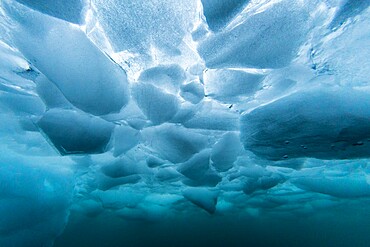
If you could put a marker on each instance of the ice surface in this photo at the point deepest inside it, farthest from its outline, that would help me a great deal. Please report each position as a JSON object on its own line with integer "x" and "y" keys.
{"x": 219, "y": 13}
{"x": 265, "y": 39}
{"x": 158, "y": 106}
{"x": 75, "y": 132}
{"x": 71, "y": 11}
{"x": 119, "y": 111}
{"x": 73, "y": 63}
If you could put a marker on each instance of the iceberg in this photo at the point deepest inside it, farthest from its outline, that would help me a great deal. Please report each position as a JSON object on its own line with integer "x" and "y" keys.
{"x": 184, "y": 123}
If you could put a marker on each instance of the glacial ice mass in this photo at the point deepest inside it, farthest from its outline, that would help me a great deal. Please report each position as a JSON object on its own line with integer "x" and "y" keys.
{"x": 144, "y": 109}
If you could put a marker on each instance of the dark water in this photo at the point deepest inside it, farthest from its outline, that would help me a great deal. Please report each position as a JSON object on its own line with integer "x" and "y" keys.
{"x": 335, "y": 228}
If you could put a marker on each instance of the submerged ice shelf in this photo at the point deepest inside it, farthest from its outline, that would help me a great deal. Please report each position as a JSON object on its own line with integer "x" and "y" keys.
{"x": 145, "y": 109}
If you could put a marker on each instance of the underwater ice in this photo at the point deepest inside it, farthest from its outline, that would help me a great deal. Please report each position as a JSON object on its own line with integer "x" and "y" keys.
{"x": 144, "y": 109}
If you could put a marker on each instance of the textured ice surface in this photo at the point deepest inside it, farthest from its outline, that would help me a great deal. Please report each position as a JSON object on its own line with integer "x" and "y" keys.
{"x": 145, "y": 110}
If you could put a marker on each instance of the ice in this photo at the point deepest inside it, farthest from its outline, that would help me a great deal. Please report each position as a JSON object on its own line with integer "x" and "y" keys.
{"x": 72, "y": 11}
{"x": 219, "y": 13}
{"x": 231, "y": 86}
{"x": 349, "y": 9}
{"x": 214, "y": 116}
{"x": 60, "y": 52}
{"x": 125, "y": 138}
{"x": 73, "y": 132}
{"x": 203, "y": 198}
{"x": 225, "y": 151}
{"x": 137, "y": 26}
{"x": 167, "y": 77}
{"x": 192, "y": 92}
{"x": 158, "y": 106}
{"x": 265, "y": 39}
{"x": 174, "y": 143}
{"x": 167, "y": 111}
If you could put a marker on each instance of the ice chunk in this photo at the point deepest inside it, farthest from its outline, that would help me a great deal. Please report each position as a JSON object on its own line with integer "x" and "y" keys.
{"x": 125, "y": 138}
{"x": 122, "y": 168}
{"x": 321, "y": 123}
{"x": 173, "y": 142}
{"x": 230, "y": 86}
{"x": 349, "y": 9}
{"x": 265, "y": 39}
{"x": 219, "y": 13}
{"x": 73, "y": 132}
{"x": 139, "y": 25}
{"x": 60, "y": 52}
{"x": 203, "y": 198}
{"x": 225, "y": 151}
{"x": 214, "y": 116}
{"x": 167, "y": 77}
{"x": 50, "y": 94}
{"x": 22, "y": 104}
{"x": 71, "y": 10}
{"x": 192, "y": 92}
{"x": 158, "y": 106}
{"x": 167, "y": 174}
{"x": 196, "y": 167}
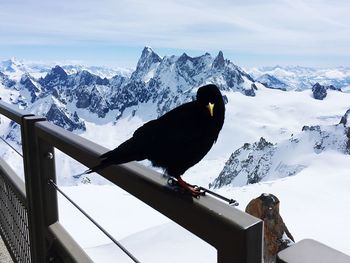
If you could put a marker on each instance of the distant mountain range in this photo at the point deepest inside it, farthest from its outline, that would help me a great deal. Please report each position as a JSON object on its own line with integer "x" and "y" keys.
{"x": 71, "y": 95}
{"x": 166, "y": 82}
{"x": 301, "y": 78}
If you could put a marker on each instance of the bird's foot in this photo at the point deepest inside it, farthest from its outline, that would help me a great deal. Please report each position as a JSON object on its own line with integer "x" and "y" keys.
{"x": 194, "y": 190}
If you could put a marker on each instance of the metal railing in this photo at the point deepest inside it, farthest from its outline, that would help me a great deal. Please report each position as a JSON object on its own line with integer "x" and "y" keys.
{"x": 236, "y": 235}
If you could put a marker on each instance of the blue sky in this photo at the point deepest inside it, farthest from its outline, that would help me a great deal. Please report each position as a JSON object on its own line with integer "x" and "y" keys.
{"x": 108, "y": 32}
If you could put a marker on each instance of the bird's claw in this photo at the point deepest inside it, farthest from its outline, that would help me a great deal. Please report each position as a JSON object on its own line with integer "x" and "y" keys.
{"x": 194, "y": 190}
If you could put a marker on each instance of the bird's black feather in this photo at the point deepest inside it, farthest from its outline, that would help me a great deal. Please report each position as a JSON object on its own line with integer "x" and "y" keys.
{"x": 177, "y": 140}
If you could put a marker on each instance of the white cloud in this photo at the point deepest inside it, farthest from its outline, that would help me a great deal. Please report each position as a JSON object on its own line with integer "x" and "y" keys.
{"x": 271, "y": 27}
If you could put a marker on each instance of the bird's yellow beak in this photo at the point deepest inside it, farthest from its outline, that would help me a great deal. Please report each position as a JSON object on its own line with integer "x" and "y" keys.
{"x": 210, "y": 107}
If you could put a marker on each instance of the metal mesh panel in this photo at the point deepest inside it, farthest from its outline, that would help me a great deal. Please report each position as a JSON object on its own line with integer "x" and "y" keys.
{"x": 14, "y": 221}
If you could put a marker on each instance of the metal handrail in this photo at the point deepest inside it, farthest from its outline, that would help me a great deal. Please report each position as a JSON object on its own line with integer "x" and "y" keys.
{"x": 237, "y": 236}
{"x": 231, "y": 231}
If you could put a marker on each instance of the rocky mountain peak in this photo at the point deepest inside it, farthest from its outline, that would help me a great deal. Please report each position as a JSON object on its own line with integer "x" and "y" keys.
{"x": 219, "y": 61}
{"x": 56, "y": 76}
{"x": 147, "y": 61}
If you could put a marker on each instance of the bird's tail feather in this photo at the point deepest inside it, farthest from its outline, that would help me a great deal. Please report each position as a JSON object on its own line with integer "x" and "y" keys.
{"x": 122, "y": 154}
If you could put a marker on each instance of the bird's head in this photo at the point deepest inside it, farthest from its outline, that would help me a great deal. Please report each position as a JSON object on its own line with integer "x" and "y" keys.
{"x": 210, "y": 97}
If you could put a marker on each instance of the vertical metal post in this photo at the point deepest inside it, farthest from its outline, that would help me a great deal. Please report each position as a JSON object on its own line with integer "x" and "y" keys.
{"x": 247, "y": 248}
{"x": 39, "y": 167}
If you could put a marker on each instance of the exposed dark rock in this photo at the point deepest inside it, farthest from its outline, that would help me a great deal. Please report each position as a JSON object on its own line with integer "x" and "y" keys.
{"x": 61, "y": 117}
{"x": 319, "y": 92}
{"x": 272, "y": 82}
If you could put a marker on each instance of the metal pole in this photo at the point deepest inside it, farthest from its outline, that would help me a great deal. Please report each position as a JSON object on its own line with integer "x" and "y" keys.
{"x": 42, "y": 200}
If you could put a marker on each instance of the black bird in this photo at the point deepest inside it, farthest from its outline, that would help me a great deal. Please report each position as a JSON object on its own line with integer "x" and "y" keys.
{"x": 177, "y": 140}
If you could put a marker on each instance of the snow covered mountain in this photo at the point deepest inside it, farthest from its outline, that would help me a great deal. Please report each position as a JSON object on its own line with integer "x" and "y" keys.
{"x": 165, "y": 82}
{"x": 262, "y": 143}
{"x": 301, "y": 78}
{"x": 264, "y": 161}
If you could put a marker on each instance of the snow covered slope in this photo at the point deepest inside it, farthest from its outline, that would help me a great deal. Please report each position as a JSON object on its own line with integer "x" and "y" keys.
{"x": 301, "y": 78}
{"x": 303, "y": 156}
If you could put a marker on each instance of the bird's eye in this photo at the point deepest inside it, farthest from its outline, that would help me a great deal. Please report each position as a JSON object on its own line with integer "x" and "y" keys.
{"x": 210, "y": 107}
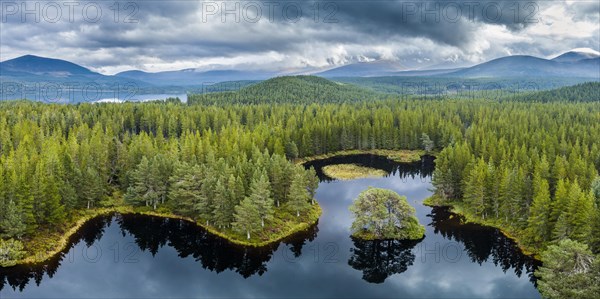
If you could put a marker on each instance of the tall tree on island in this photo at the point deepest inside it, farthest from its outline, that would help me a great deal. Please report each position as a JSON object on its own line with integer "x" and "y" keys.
{"x": 247, "y": 218}
{"x": 260, "y": 195}
{"x": 298, "y": 198}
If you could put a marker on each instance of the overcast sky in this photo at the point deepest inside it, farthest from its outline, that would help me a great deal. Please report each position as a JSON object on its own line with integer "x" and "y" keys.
{"x": 292, "y": 35}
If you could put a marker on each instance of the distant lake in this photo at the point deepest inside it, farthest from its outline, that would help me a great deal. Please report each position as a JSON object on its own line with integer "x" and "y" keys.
{"x": 142, "y": 256}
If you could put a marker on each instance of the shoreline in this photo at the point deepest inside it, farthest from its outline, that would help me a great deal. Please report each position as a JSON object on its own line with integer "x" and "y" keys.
{"x": 400, "y": 156}
{"x": 53, "y": 247}
{"x": 63, "y": 241}
{"x": 533, "y": 253}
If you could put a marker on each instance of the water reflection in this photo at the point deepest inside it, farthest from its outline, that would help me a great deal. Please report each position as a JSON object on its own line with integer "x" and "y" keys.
{"x": 422, "y": 169}
{"x": 213, "y": 253}
{"x": 482, "y": 243}
{"x": 153, "y": 233}
{"x": 174, "y": 258}
{"x": 379, "y": 259}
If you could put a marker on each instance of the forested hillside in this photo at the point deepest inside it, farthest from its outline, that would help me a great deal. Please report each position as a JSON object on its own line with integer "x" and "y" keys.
{"x": 289, "y": 90}
{"x": 529, "y": 168}
{"x": 585, "y": 92}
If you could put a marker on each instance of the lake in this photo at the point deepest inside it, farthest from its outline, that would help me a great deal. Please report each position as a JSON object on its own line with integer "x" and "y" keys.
{"x": 142, "y": 256}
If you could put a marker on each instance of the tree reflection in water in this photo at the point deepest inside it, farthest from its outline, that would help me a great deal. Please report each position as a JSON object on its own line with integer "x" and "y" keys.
{"x": 152, "y": 233}
{"x": 483, "y": 243}
{"x": 379, "y": 259}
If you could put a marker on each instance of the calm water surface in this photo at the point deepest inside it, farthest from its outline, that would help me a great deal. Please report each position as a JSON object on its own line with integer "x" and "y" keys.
{"x": 140, "y": 256}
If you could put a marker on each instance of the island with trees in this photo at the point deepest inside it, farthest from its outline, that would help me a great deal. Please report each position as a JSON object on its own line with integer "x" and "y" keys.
{"x": 528, "y": 167}
{"x": 384, "y": 214}
{"x": 351, "y": 171}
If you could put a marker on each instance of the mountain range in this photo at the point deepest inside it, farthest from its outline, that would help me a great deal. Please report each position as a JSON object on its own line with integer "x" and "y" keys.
{"x": 581, "y": 63}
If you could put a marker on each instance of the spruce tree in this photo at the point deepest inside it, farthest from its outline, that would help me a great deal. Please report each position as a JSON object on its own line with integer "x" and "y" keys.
{"x": 299, "y": 200}
{"x": 12, "y": 225}
{"x": 247, "y": 218}
{"x": 539, "y": 227}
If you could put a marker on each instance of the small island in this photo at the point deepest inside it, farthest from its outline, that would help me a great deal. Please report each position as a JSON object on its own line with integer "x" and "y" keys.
{"x": 384, "y": 214}
{"x": 351, "y": 172}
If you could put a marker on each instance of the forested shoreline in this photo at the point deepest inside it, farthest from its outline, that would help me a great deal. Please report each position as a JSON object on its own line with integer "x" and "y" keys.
{"x": 528, "y": 168}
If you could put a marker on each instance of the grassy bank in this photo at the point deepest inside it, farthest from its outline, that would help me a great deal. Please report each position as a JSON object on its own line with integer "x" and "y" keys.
{"x": 351, "y": 171}
{"x": 45, "y": 244}
{"x": 467, "y": 217}
{"x": 401, "y": 156}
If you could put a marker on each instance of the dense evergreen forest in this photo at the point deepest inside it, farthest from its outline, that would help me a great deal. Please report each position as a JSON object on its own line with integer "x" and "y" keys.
{"x": 530, "y": 168}
{"x": 289, "y": 90}
{"x": 585, "y": 92}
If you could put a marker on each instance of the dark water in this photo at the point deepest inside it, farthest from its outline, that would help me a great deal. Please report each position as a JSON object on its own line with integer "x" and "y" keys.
{"x": 140, "y": 256}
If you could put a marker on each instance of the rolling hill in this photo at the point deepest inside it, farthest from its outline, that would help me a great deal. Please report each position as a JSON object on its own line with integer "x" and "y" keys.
{"x": 529, "y": 66}
{"x": 289, "y": 89}
{"x": 193, "y": 77}
{"x": 577, "y": 55}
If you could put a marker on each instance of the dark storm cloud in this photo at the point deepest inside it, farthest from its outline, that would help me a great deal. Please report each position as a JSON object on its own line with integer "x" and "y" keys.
{"x": 312, "y": 32}
{"x": 447, "y": 22}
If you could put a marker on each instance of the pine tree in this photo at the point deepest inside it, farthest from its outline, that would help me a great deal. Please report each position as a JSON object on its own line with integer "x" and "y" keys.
{"x": 539, "y": 225}
{"x": 247, "y": 218}
{"x": 260, "y": 195}
{"x": 313, "y": 183}
{"x": 474, "y": 194}
{"x": 298, "y": 197}
{"x": 222, "y": 213}
{"x": 12, "y": 225}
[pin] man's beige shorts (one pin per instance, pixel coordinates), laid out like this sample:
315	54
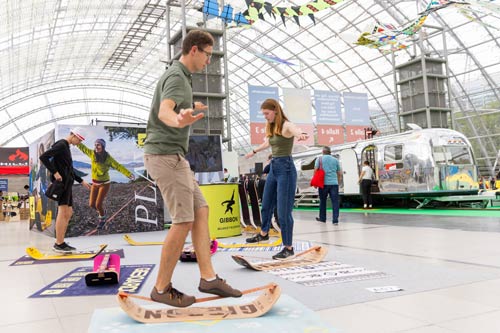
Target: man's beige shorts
177	184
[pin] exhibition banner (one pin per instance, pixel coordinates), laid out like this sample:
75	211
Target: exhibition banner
14	161
256	96
328	118
223	201
298	109
130	199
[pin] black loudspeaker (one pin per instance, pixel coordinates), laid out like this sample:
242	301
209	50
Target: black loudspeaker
258	168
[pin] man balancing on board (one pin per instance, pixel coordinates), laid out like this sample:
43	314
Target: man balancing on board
166	144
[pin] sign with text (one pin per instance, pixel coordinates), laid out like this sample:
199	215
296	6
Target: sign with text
4	185
298	110
354	133
327	107
328	118
330	135
256	96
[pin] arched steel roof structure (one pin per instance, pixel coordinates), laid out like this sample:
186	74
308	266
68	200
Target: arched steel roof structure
65	61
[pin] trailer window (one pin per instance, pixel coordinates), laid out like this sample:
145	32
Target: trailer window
439	155
393	157
393	153
458	155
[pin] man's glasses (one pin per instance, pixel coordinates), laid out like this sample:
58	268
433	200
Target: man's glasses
209	55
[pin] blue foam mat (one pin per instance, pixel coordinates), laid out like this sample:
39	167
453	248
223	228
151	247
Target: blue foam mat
287	315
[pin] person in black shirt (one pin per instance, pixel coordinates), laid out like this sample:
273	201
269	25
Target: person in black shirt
59	162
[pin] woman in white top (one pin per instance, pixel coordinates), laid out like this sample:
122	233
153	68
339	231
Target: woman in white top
365	180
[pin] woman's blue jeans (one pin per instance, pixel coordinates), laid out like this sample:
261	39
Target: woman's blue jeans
281	183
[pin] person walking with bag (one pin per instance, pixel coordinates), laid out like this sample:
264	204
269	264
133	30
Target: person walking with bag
333	175
59	162
365	181
282	177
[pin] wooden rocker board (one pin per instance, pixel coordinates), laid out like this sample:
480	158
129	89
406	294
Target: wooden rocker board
256	308
106	270
245	245
189	255
310	256
36	254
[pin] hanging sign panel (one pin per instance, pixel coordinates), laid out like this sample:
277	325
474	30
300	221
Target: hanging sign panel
357	116
328	118
257	95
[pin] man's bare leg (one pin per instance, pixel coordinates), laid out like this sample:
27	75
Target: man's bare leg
201	242
64	213
170	253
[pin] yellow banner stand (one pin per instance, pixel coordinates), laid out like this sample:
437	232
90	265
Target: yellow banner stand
224	209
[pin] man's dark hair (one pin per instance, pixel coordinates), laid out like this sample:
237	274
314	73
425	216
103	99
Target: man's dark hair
199	38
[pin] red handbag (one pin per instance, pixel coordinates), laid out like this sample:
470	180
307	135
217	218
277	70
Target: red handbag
318	179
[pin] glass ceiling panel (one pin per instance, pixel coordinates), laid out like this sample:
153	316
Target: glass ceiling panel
54	53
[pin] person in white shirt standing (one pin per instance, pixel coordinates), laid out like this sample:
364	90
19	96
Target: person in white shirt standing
365	180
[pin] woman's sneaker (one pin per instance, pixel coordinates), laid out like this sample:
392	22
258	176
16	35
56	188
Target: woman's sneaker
63	248
102	222
172	296
218	287
285	253
257	238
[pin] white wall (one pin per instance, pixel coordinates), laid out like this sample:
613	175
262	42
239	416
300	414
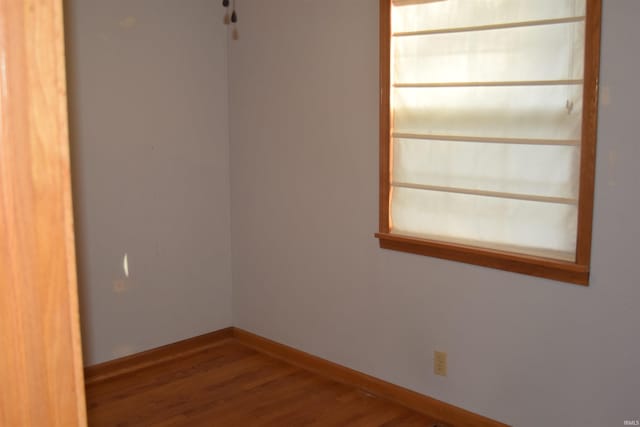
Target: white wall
308	271
149	138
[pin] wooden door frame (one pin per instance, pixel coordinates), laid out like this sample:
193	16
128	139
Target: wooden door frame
40	350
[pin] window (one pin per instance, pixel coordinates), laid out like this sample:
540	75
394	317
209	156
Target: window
487	132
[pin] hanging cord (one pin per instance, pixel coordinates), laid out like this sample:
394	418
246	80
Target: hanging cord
227	20
234	21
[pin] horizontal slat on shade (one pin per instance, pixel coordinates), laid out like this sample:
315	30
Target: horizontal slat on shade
539	113
458	14
492	84
496	194
505	25
458	138
542	229
412	2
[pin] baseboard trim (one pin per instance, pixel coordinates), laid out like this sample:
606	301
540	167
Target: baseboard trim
418	402
135	362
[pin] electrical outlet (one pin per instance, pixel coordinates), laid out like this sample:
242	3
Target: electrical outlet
440	363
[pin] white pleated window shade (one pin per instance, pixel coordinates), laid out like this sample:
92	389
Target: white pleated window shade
486	99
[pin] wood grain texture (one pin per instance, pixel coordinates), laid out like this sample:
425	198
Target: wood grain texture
385	117
426	405
232	384
533	266
130	364
40	360
589	131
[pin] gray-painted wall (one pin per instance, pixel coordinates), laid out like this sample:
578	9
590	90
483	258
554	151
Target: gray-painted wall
149	137
308	272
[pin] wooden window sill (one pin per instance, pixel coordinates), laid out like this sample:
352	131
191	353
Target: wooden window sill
534	266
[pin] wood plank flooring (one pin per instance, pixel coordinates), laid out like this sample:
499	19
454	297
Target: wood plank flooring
233	385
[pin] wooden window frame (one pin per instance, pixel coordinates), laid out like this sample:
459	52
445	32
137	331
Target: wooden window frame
572	272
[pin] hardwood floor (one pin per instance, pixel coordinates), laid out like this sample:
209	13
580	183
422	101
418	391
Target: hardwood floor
231	384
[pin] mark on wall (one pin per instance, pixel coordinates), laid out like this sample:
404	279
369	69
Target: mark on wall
122	350
128	22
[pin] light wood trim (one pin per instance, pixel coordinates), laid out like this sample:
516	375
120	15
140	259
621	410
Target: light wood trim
416	401
578	272
40	356
135	362
385	118
525	264
589	131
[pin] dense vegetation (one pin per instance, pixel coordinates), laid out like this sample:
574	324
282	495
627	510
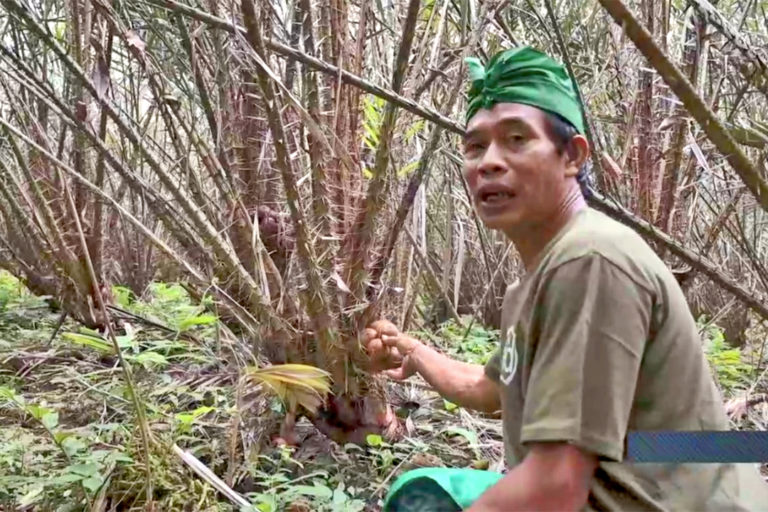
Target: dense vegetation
192	194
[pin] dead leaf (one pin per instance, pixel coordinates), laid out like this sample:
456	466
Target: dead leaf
340	283
610	166
101	78
135	42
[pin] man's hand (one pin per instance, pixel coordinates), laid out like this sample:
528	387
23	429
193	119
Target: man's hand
399	356
390	350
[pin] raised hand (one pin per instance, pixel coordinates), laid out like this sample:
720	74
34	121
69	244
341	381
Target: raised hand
390	350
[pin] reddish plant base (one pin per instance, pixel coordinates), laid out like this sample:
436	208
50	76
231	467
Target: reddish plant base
347	419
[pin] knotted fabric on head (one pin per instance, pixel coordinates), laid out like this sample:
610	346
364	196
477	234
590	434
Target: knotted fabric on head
527	76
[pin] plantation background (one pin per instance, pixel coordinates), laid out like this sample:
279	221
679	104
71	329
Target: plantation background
193	194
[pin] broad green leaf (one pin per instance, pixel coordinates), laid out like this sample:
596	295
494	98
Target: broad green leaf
50	420
32	496
148	358
317	490
88	341
38	411
67	478
87	470
7	393
92	483
466	434
72	445
449	406
205	319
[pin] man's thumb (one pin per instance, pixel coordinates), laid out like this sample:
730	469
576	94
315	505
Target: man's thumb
395	374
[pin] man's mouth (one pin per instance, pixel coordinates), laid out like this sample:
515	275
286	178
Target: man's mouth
495	197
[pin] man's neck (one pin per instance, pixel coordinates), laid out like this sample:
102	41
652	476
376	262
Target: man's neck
531	240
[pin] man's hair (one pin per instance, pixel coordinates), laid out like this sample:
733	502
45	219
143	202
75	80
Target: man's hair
562	132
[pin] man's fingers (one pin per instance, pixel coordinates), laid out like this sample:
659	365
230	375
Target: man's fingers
385	327
395	374
375	346
369	334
· · ·
▶ YOUR OBJECTIVE
Excluding the pictures, restate word for word the lines from the one that holds "[pin] dense vegetation" through the last line of the entries, both ends included.

▶ WRITTEN ANSWER
[pin] dense vegetation (one pin per instance, pixel coordinates), laid out like this sample:
574	324
282	495
627	510
Target: dense vegetation
192	194
[pin] dead leaf (one pin per instance, pixel coordinates), laid out like this sample:
456	466
Target: dead leaf
340	283
610	166
101	78
135	42
[pin] man's hand (one pin per instance, pixel coordinates), laid out like this sample:
528	387
23	429
193	119
Target: man's hand
399	356
390	350
[pin] raised hand (one pin per instance, pixel coordinates), laid out like this sample:
720	74
34	121
69	244
341	381
Target: raised hand
390	350
[pin] reddish plant base (one pin per instance, pixel coordinates), laid out like this sample:
436	208
50	76
231	467
Target: reddish plant base
347	419
[pin] knotted fabric on head (one pin per instance, pixel coordinates), laid out like this sample:
610	346
364	196
477	234
590	434
Target: knotted fabric on head
527	76
[pin] plantation background (one pin per instance, pixel coordinates), laid out like this sample:
279	221
679	104
71	329
Target: plantation background
193	194
[pin] broad green leaf (one pin per instance, pixel coordinates), laid out like this sample:
596	295
494	98
Target: broad green leaf
50	420
32	496
148	358
317	490
88	341
38	411
67	478
87	470
7	393
92	483
466	434
72	445
449	406
205	319
[pin] man's thumb (one pin per instance, pixel coordinates), laid out like this sample:
730	469
576	94
315	505
Target: man's thumb
395	374
[pin] man's mouth (one pin per instance, pixel coordinates), laid out like this sample:
515	275
286	178
Target: man's mouth
495	197
[pin] man's neck (one pin per instance, pixel coordinates), laid out like this sample:
102	41
652	476
376	262
Target: man's neck
531	240
[pin] man's hair (one pin per instance, pixel coordinates), laid out like this sample:
733	502
45	219
143	202
75	80
Target: man's hair
562	132
[pin] man's fingers (one pin per instance, pixel coordinates), laid out like this sample:
659	365
230	375
Target: man's fingers
385	327
395	374
375	346
369	334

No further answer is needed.